Cualquier avance científico siempre infunde toda clase de temores, lo que se ha venido a llamar síndrome de Frankenstein. Porque la electricidad, en su día, causó no menos reticencias: de ahí que Mary Shelley fundara su obra maestra en aquello que más miedo, por desconocido, generaba en el pueblo.
Sucedió más tarde con los movimientos mecanoclastas de los Ludditas, cuando iban por la Inglaterra del siglo diecinueve destruyendo los telares mecánicos por miedo a quedarse sin trabajo.
Bajo la misma lógica de que el temor surge de la ignorancia, la física suele asociarse con las bombas atómicas; la química, con los pesticidas; y la biología, con los ensayos clínicos con animales y con aberrantes mutaciones genéticas.
Y por supuesto, este miedo también se produjo no hace mucho con la popularización de Internet, cuando se creyó que la conexión al mundo desde nuestro propio domicilio nos convertiría en seres alienados sin interés en las relaciones interpersonales cara a cara.

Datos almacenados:
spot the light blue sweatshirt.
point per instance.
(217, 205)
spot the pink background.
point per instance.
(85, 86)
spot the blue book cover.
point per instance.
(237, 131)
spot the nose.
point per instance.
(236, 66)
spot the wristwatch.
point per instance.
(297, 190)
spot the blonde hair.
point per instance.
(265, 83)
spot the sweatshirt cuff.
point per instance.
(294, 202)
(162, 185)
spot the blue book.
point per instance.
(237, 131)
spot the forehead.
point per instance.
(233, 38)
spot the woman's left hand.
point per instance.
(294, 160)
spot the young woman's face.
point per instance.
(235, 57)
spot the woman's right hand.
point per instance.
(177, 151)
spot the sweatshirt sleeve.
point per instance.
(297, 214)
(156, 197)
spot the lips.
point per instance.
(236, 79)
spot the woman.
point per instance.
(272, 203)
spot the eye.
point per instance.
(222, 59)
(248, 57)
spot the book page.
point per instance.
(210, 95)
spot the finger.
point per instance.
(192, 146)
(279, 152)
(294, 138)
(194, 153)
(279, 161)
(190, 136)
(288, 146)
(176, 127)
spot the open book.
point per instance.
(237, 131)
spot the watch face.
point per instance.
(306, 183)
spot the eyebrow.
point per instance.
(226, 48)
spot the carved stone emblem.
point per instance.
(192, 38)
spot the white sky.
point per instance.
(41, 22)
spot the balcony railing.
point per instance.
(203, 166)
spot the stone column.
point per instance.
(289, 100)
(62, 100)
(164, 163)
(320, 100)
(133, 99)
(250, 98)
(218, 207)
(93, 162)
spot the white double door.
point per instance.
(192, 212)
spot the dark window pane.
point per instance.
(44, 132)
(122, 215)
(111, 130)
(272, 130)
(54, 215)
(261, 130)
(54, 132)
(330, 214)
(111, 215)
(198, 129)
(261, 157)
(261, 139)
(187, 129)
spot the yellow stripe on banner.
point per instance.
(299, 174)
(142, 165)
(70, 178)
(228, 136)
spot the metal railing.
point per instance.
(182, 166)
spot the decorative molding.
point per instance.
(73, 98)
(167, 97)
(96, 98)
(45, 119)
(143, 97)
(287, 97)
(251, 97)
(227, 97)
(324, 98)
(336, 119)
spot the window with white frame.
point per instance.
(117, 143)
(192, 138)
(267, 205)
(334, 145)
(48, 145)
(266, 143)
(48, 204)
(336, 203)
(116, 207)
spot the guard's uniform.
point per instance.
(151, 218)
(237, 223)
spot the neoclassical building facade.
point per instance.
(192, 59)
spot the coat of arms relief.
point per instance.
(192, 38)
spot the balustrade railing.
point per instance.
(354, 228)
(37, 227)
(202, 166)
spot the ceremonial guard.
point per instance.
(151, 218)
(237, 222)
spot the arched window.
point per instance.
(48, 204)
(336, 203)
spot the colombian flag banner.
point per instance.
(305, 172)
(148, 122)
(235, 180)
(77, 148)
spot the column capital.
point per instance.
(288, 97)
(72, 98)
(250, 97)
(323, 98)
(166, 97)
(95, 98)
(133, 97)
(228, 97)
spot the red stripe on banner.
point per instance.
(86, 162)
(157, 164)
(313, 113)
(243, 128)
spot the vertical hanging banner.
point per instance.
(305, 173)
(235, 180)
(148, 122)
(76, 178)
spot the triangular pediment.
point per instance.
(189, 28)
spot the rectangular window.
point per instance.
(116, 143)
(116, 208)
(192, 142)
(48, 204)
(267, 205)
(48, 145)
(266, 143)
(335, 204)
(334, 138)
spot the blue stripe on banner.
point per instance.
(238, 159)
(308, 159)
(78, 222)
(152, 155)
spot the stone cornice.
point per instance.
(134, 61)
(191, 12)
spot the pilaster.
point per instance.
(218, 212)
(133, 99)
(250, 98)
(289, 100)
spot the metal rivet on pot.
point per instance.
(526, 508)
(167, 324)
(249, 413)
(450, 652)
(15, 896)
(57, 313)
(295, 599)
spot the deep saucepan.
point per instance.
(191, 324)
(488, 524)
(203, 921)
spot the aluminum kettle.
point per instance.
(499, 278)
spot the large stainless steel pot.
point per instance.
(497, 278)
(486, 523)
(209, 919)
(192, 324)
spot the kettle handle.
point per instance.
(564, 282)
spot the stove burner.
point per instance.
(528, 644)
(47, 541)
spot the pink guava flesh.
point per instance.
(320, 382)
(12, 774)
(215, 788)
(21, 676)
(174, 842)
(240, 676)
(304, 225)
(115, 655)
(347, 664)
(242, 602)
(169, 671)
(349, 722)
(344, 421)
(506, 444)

TAREAS A REALIZAR
#1 En el texto sobre el miedo a los avances científicos, ¿qué destruían los ludditas en la Inglaterra del siglo diecinueve?
#2 Prosigue el texto sobre el miedo a los avances científicos a partir de su última oración.

RESULTADOS DE TAREAS
#1 Los telares mecánicos, por miedo a quedarse sin trabajo.

#2
Hoy en día, la evidencia deja en ridículo a todos aquellos analistas agoreros que predecían que Internet era el coco. Sin embargo, bastaba con leer un poco de historia para descubrir que no era la primera vez que la humanidad se enfrentaba a Internet. Al menos no del todo.
Antes de que se inventaran los ordenadores, ya existieron idénticos agoreros que se opusieron al “Internet victoriano”.
En su libro The Victorian Internet, el periodista Tom Standage documenta el efecto de la invención y difusión del telégrafo en la vida social del siglo XIX. Este dispositivo fue inventado por Samuel Finley Breese Morse, estadounidense, en 1832. El 24 de mayo de 1844, Morse transmitió el mensaje que se haría tan famoso: "Qué nos ha forjado Dios" (traducción literal) o también: "Lo que Dios ha creado" ("What hath God wrought", una cita bíblica, Números 23:23) desde la Corte Suprema de los Estados Unidos en Washington, D.C. a su asistente, Alfred Vail, en Baltimore, Maryland.
Pensadlo por un momento. Imaginad cómo se propagaban las noticias antes de la invención del telégrafo. La rapidez de esas noticias estaba limitada por la velocidad que el ser humano podía desarrollar, ya fuera a pie, a caballo o en barco. Pero el telégrafo consiguió una forma de comunicación que eliminaba el espacio y el tiempo.
Esta tecnología muy pronto empezó a emplearse entonces para los negocios e incluso las relaciones sentimentales, y dio lugar a nuevos tipos de interacción en todos los ámbitos, desde el periodismo a la guerra, favoreciendo la aparición de nuevas costumbres y vocablos. ¿Os suena?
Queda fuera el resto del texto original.